WHAT IS REQUIRED —
Retype the listing in full. Change nothing.
===== INFORMATION SHOWN
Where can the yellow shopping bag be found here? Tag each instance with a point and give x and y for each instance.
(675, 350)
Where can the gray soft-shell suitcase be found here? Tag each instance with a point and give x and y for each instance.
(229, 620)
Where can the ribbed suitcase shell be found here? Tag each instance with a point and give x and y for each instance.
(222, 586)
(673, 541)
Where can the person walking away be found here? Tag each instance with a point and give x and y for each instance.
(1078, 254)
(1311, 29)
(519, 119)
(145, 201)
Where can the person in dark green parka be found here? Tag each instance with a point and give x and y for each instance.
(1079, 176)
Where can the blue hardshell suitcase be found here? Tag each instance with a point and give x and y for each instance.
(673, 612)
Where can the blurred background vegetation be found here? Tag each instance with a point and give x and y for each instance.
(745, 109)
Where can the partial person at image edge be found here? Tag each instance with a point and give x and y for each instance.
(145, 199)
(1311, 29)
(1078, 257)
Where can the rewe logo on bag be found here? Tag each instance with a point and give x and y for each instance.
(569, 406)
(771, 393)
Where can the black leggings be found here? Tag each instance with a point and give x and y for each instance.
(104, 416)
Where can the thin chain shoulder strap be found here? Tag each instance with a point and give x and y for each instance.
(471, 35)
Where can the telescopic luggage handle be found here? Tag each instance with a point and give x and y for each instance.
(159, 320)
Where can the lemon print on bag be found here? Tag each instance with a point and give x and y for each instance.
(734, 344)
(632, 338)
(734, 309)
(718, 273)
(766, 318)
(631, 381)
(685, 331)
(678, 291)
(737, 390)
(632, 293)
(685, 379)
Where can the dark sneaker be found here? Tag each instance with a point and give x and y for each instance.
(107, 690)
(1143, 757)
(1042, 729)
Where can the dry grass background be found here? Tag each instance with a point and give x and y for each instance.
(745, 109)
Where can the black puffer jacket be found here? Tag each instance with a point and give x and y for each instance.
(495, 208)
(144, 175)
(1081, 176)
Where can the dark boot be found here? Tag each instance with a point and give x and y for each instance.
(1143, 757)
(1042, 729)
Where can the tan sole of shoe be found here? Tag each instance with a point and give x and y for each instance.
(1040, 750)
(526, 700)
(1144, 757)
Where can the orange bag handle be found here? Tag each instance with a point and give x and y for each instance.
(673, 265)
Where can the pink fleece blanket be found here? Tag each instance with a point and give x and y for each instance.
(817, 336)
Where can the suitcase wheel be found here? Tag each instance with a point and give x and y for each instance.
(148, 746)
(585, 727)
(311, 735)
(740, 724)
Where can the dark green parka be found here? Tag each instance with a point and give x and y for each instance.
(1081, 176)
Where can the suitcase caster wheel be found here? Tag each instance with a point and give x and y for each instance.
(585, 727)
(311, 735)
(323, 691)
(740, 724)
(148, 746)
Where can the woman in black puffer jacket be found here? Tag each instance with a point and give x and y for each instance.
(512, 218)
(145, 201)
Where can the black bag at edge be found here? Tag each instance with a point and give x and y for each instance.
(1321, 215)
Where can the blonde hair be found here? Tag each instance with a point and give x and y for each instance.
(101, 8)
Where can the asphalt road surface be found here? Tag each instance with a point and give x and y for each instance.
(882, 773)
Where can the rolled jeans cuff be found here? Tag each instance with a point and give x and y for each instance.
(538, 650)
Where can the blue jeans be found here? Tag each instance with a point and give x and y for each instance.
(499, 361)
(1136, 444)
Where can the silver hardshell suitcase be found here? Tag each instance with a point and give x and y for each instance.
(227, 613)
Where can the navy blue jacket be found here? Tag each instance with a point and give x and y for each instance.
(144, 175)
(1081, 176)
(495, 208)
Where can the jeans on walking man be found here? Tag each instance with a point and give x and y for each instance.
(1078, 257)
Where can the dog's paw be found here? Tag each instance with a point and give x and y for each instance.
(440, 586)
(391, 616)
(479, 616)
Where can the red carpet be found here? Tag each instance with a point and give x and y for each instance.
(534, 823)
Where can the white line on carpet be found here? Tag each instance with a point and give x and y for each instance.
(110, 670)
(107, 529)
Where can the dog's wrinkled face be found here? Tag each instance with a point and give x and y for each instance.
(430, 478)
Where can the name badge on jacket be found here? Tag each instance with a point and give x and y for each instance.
==========
YOUR RESPONSE —
Where can the yellow shopping bag be found here? Tag each instance with a point and give x and y for each instance.
(675, 350)
Where can the gray soft-shell suitcase be found here? Tag each instance with a point and give x and y for each instance.
(229, 620)
Where can the ribbed suitcase shell be found here? Tag each instance with a point and give x and y for each instance.
(222, 586)
(673, 541)
Where can the person walking away be found here? Tag each instance with a point and give x and y for each instance.
(1078, 254)
(1311, 29)
(519, 119)
(145, 201)
Where can the person in dark green parka be found here? Tag each instance with a point and give x and y for each instance.
(1079, 176)
Where can the blue hardshell suitcase be found here? Tag each instance with a point and give x and y for each instance.
(673, 612)
Where can the blurred background vegetation be found here? Tag each instance with a point and give x and y for each instance.
(745, 109)
Where can the partial person at image edge be found here? Tag each instance with a point and give x and y for each instance.
(145, 199)
(1311, 29)
(1078, 257)
Where can the rewe logo on bag be found here? Tag each instance with a point and give x and y for each instance.
(569, 406)
(771, 393)
Where can the black leggings be found here? Tag each instance with a point and give x and y for each instance.
(104, 416)
Where can the thin chain shoulder strap be found here? Tag each instance with a point and give x and y for each instance.
(471, 35)
Where can the telescopic luggage handle be found here? Tag each instance with a point and give x and y for each instance.
(159, 320)
Where can the lemon print on bag be found here? Tag each instance with a point and give x and y for each instance.
(734, 344)
(632, 338)
(734, 309)
(718, 273)
(766, 318)
(631, 381)
(685, 331)
(678, 291)
(737, 390)
(632, 293)
(685, 379)
Where can the dark sneaker be found here? Tag each instance with a point and give x and y for each instance.
(107, 690)
(1143, 757)
(1042, 729)
Where can the dry grass background be found here? Tag each instance with a point and give x and y for each instance.
(745, 109)
Where can the black puffer jacket be found here? Tag each instance with a point and give x and y for each instance.
(495, 208)
(144, 175)
(1081, 176)
Where can the dark boot be found here? Tag each instance with a point and give x and y for each instance.
(1143, 757)
(1042, 729)
Where can the tan sole of shoe be found here? Tag each instance with a point and give x and y for each instance.
(1040, 750)
(526, 700)
(1144, 757)
Where can the orange bag handle be found here? Tag each instance with a point and give x and y for each instance.
(673, 265)
Where can the pink fleece blanket be found here? Tag each instance with a point and give x and y for each instance.
(817, 336)
Where can the suitcase wheel be found here? Tag each instance with a point and give x and y for each instance.
(148, 746)
(585, 727)
(311, 735)
(740, 724)
Where can the dark green parka be found here? Tag each instance with a point and give x and y for each instance.
(1081, 176)
Where can the suitcase caster wheel be found here? Tag each instance with a point and give x and y for each instance.
(585, 727)
(311, 735)
(323, 691)
(740, 724)
(148, 746)
Where can the woman in black puffer jacket be found here? Tag each instance with a point and give x and y for each instance.
(512, 218)
(145, 201)
Where can the black bag at edge be found here? Tag each instance with a point and give x and y for each instance.
(1321, 215)
Where can the blonde hair be found here? Tag each instance with a point and give x and y for each instance.
(101, 8)
Where can the asphalt road surface be found here? Tag each instance with a point and give x and y for each instance.
(882, 773)
Where can the rolled jeans cuff be found here? Tag each instance with a point and give x and y for each instance.
(538, 650)
Where can the blue jeans be found here? Tag each instance with a point and give x and y for each instance.
(499, 361)
(1136, 444)
Where can the silver hardshell suitcase be found here? Tag each instance with a point and give x and y for each instance.
(227, 613)
Where can the navy blue jacket be found here? Tag each instance with a point and give x and y for each instance.
(144, 175)
(1081, 176)
(495, 208)
Where can the jeans on walking man be found here? Tag each instance with a point and give x and y for each instance.
(1078, 257)
Where can the dog's paw be found here? Tag each instance with a point and give x and y for each instance.
(440, 586)
(391, 616)
(479, 616)
Where can the red carpet be found here? Tag each instance with a point and give x and y for each instance.
(534, 823)
Where can the white line on carpet be found here? Tag each instance with a point and give x and y for each instance.
(110, 670)
(107, 529)
Where can the dog's wrinkled face be found here? Tag each instance with a point and give x and y for each instance.
(430, 478)
Where can the name badge on jacket be found here? Tag each instance with a point and give x and y for each instance.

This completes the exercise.